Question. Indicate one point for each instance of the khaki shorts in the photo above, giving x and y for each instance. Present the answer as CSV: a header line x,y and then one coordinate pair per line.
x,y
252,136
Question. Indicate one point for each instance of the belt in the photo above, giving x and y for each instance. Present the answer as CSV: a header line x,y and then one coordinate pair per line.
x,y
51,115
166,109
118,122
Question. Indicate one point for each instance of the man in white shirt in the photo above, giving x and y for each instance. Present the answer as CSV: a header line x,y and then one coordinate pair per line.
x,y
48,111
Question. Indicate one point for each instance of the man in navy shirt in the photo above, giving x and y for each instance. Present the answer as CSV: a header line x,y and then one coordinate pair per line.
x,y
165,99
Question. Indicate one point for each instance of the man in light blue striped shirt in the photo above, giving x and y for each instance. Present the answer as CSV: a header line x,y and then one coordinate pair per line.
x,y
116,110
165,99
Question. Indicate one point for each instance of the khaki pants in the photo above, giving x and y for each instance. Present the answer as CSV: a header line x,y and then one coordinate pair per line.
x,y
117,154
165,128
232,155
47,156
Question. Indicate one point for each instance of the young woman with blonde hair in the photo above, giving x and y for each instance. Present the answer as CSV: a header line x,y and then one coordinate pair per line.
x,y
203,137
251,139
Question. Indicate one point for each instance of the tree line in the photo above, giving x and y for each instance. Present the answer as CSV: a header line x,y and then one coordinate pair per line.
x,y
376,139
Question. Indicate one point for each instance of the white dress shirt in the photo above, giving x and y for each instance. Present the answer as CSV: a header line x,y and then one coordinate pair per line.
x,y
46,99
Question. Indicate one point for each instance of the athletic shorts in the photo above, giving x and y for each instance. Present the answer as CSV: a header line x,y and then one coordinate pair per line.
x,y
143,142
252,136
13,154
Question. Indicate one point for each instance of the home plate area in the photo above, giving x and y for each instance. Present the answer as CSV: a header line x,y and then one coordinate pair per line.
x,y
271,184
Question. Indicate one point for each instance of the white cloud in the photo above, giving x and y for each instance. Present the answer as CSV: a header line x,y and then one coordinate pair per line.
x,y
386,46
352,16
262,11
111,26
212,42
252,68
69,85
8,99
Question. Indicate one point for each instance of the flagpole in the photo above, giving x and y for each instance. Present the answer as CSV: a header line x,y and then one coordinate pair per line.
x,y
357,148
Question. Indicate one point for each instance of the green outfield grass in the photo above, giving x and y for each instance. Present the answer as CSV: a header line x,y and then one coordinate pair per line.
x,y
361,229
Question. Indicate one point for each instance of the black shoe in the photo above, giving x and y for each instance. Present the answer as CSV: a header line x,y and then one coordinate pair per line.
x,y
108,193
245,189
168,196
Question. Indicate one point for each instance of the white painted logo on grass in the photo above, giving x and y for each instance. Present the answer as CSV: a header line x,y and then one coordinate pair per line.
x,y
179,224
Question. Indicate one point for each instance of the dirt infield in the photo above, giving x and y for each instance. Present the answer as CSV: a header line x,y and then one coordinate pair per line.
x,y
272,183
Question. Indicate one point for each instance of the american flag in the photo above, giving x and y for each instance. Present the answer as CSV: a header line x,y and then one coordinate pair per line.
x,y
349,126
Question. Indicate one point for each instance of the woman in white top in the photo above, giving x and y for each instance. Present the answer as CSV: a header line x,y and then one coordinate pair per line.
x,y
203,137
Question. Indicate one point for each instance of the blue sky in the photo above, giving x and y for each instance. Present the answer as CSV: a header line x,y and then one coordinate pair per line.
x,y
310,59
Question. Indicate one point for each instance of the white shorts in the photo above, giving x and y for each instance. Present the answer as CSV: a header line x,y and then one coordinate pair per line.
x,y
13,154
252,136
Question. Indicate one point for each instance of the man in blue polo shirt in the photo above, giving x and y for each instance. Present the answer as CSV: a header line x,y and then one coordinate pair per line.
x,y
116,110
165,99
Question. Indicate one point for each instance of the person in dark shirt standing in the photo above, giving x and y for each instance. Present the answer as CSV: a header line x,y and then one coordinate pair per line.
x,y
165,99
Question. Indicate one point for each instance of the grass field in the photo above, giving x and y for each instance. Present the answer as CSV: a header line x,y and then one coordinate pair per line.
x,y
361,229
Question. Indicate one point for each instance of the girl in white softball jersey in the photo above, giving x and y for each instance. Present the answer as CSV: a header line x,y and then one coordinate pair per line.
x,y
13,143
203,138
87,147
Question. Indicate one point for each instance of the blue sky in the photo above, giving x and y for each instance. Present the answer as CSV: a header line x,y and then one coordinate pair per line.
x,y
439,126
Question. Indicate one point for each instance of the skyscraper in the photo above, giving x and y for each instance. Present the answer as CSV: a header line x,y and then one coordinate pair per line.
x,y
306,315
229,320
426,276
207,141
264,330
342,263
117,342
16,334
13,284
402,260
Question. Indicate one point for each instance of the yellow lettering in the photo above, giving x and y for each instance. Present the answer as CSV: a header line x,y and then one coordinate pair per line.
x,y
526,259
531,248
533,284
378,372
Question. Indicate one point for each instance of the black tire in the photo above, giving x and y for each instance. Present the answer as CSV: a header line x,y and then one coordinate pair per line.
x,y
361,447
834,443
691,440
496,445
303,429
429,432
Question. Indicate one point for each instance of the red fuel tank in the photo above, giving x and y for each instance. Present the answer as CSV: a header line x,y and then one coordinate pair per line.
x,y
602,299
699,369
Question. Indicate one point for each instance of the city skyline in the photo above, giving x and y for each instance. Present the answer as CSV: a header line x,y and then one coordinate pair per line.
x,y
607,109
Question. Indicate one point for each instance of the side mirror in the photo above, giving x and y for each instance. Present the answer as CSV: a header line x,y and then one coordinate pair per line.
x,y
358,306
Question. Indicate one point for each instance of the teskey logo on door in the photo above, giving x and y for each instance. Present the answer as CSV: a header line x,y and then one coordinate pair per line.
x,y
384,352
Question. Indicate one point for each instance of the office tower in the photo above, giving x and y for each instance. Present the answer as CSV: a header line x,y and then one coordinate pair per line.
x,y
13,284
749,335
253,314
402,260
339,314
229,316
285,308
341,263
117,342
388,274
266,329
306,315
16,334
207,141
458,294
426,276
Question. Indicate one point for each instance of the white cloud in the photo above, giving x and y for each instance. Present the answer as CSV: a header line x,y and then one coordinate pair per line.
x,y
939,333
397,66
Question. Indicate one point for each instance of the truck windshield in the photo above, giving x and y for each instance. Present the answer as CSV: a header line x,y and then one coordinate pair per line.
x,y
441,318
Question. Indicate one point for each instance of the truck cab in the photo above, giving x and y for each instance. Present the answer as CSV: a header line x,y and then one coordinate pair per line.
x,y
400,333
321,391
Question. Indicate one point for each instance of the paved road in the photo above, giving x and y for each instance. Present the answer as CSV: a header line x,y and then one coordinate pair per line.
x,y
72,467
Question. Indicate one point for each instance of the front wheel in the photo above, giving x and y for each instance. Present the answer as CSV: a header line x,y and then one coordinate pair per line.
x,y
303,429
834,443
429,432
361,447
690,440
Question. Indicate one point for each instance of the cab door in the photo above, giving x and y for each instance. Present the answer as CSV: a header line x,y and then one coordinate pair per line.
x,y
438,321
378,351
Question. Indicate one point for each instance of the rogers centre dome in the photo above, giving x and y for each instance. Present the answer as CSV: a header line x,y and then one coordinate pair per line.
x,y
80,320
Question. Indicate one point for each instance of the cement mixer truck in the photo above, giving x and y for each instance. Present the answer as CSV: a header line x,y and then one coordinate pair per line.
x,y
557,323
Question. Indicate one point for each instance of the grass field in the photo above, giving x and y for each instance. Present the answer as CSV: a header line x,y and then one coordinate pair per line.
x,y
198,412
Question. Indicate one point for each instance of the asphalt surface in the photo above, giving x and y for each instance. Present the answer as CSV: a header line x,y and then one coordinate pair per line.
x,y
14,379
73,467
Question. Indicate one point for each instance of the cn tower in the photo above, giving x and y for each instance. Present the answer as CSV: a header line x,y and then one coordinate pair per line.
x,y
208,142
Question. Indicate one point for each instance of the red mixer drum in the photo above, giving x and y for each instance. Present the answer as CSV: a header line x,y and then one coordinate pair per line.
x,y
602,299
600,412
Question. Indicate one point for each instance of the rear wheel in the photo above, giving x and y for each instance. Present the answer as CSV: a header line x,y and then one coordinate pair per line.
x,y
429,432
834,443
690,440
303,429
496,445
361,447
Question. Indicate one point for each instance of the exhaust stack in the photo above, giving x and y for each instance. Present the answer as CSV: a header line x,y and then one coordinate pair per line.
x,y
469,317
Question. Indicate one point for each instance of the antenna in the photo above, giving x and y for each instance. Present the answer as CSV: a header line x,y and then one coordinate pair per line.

*****

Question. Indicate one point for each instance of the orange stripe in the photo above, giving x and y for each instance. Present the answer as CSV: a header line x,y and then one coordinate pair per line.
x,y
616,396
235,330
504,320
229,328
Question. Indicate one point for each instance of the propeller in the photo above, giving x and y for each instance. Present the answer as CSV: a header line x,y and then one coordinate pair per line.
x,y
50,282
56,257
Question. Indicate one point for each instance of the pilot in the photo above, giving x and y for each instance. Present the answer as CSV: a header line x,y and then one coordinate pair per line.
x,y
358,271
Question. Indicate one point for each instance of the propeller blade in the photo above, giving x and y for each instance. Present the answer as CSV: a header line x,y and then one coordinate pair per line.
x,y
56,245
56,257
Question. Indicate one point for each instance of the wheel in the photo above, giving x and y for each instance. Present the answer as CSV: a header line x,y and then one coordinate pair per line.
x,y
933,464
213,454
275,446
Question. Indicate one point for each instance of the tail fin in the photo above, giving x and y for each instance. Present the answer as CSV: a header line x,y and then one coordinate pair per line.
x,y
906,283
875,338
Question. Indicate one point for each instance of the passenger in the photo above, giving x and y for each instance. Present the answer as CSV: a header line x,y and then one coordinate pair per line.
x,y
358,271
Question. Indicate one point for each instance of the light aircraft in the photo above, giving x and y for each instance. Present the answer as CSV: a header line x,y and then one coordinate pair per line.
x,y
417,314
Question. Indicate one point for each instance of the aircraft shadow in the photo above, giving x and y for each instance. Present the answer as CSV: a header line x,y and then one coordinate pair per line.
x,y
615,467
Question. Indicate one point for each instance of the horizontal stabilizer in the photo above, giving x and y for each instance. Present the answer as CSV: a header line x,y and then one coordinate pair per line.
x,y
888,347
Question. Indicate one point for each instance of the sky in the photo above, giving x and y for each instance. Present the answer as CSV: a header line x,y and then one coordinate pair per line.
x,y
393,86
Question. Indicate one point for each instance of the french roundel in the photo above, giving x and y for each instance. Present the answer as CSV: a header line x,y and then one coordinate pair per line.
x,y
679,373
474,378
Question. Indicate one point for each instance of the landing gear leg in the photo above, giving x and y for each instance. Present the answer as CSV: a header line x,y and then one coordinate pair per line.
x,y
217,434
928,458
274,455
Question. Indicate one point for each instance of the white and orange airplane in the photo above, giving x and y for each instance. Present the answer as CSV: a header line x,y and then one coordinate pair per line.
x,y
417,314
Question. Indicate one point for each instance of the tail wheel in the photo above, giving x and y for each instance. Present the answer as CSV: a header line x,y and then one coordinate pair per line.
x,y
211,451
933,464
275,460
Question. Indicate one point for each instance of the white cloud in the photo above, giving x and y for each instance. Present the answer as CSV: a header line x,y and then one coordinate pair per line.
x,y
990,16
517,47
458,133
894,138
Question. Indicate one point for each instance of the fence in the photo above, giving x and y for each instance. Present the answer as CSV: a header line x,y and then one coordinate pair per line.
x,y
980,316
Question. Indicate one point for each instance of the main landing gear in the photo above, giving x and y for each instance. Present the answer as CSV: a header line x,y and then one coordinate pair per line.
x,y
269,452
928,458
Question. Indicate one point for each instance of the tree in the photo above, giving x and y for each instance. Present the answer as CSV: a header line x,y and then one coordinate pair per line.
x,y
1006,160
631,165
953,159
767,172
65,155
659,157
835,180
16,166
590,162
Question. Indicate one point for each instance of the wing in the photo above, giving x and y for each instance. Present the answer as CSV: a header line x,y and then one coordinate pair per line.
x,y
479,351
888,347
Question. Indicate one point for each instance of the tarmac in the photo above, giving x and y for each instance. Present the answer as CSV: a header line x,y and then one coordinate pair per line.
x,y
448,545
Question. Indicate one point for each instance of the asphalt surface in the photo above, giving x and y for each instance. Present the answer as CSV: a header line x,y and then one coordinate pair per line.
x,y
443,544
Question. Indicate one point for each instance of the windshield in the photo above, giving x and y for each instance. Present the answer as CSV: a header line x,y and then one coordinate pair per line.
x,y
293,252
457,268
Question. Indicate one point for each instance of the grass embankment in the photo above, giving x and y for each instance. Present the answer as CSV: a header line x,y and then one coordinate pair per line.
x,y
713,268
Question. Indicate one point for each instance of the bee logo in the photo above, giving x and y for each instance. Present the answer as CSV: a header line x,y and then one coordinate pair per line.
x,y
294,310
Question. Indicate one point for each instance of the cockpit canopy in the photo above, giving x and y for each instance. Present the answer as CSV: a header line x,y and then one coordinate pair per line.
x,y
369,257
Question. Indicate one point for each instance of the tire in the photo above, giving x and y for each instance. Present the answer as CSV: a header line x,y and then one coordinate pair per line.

*****

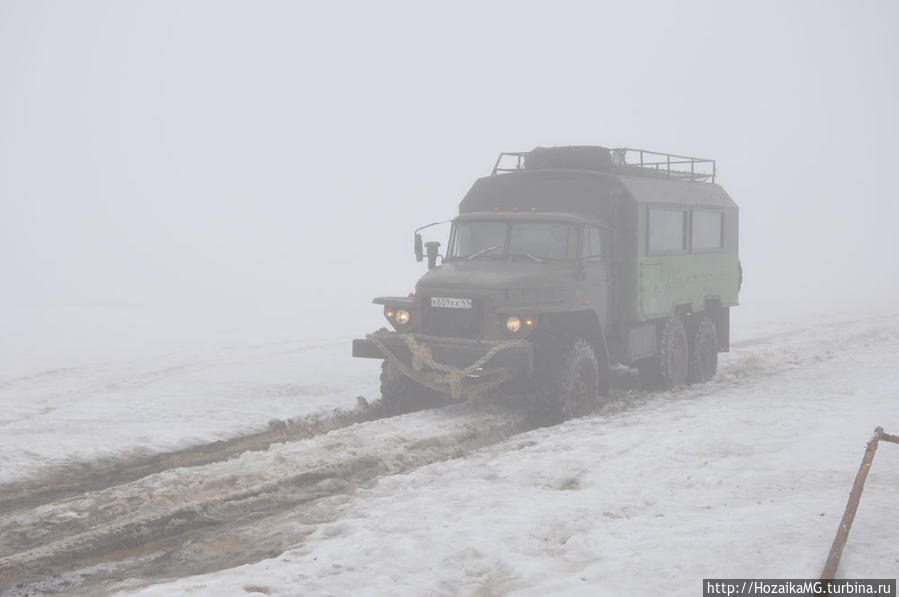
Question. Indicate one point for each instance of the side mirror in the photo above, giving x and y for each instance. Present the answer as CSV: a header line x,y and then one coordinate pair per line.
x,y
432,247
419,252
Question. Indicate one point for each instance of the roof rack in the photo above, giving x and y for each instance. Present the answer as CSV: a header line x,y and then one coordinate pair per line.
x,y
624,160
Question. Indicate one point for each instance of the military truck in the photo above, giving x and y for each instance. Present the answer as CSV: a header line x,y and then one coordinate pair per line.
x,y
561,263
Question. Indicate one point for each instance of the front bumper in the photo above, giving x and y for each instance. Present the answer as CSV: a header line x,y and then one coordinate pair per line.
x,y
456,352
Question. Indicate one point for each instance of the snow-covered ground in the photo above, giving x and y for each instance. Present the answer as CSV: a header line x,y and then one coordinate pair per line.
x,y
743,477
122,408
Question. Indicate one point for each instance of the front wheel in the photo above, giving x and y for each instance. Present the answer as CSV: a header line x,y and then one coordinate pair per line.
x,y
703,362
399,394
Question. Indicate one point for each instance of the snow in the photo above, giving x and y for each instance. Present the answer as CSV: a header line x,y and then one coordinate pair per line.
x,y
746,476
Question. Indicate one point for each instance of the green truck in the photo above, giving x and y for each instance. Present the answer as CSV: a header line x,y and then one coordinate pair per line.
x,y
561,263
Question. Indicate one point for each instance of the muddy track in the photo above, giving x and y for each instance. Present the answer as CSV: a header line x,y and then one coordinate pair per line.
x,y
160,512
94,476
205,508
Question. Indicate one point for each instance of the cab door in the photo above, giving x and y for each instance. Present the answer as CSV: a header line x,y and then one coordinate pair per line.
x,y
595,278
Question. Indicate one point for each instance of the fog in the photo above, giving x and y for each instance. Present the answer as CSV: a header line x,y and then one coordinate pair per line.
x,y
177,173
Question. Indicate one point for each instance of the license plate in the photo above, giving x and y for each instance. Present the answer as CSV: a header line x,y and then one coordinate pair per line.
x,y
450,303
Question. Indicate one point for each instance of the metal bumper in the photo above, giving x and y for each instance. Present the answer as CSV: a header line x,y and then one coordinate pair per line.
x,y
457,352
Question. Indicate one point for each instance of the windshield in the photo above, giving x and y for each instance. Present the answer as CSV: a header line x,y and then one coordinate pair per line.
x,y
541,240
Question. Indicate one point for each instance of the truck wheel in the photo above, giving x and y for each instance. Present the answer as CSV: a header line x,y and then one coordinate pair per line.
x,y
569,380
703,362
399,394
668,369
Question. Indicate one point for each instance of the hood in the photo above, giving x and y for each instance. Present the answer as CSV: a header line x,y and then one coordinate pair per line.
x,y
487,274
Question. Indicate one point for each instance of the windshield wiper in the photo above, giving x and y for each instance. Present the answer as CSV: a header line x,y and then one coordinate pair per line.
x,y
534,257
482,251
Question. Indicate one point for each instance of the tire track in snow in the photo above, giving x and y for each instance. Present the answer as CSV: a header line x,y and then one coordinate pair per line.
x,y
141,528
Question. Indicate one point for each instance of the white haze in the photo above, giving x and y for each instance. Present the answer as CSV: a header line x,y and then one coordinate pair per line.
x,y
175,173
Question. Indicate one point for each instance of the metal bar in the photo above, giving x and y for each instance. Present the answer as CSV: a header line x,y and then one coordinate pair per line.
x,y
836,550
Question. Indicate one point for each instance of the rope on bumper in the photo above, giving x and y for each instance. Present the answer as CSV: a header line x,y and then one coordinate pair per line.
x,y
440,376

*****

# Written task
Extract every line from the rows above that contains the word "belt".

# Response to the exercise
Question. Indicate one point for each instance of the belt in the photo above, giving x and y for each instance. Present the answer as CSV: a header line x,y and then one coordinate pair per line.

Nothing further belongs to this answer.